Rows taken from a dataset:
● ● ● ●
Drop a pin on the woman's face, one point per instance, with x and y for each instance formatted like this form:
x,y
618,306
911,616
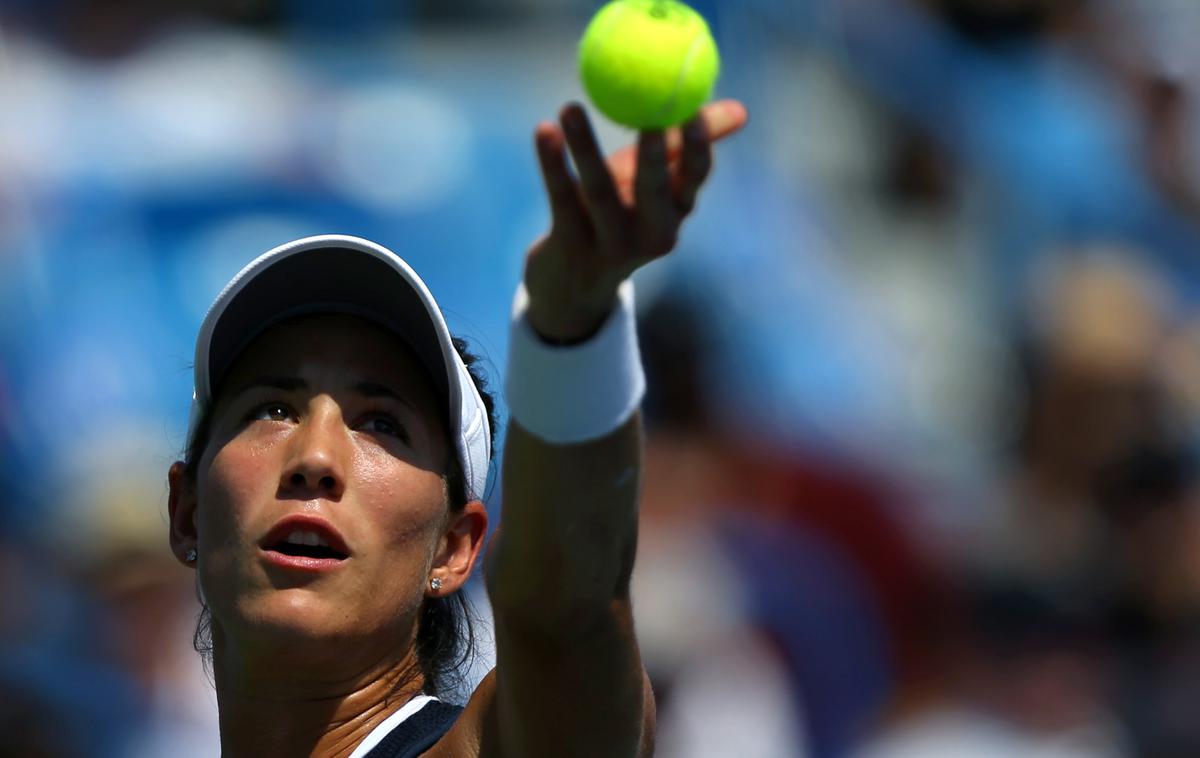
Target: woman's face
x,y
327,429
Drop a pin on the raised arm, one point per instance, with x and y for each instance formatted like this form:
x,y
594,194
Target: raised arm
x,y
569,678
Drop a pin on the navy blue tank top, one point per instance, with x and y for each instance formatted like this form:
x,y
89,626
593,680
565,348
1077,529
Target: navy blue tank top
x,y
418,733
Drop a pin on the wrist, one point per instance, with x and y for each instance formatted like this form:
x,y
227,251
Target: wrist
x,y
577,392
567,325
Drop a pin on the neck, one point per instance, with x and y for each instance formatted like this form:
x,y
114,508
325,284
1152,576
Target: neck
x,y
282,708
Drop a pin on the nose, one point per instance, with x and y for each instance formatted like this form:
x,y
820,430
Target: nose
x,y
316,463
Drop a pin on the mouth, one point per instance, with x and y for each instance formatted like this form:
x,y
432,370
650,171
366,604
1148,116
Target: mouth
● ● ● ●
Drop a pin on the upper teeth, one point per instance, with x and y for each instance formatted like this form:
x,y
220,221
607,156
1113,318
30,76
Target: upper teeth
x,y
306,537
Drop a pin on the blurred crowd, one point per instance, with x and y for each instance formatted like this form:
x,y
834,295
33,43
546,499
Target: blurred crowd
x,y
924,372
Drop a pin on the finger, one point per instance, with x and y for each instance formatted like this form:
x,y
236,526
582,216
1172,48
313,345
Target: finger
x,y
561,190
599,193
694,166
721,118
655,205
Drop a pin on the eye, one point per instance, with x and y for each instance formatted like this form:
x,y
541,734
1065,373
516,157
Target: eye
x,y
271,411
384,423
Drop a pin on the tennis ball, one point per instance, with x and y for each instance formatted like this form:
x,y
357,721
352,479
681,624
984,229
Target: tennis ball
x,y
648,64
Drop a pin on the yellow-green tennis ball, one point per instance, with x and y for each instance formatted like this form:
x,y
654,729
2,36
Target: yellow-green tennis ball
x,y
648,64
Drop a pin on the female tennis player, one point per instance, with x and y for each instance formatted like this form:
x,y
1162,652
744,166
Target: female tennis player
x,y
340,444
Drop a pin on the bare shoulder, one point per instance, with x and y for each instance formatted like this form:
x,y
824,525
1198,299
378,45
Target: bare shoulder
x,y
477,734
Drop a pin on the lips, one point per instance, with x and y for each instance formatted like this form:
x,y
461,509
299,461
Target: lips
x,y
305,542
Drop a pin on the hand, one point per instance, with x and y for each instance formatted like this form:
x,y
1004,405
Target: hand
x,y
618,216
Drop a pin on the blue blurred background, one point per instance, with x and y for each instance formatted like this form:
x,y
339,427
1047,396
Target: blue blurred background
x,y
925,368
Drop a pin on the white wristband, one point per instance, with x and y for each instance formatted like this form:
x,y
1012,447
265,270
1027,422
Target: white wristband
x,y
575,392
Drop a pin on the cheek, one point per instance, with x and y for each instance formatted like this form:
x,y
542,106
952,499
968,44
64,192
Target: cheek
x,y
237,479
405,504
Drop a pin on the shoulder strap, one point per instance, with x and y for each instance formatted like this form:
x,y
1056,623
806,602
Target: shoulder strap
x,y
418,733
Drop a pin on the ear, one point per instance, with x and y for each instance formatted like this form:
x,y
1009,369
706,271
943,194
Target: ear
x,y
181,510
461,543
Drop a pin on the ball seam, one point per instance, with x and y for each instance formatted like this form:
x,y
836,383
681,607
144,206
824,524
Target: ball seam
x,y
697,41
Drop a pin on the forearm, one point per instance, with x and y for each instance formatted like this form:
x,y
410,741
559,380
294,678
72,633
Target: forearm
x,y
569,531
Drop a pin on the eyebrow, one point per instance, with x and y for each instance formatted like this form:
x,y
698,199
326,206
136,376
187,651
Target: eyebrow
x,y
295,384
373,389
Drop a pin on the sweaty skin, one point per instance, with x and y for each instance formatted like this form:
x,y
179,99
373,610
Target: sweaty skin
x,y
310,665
● ● ● ●
Exercise objective:
Gather every line in the listing that contains the string "shoulder", treating uppercase and lowercase as different.

Task result:
Drop a pin on the bare shoulder, one point per instance, with x and y for each instance formatted like this form:
Target: bare shoulder
Drop a pin on the shoulder strap, one point per instance, with x and y for each instance formatted like this form:
Target: shoulder strap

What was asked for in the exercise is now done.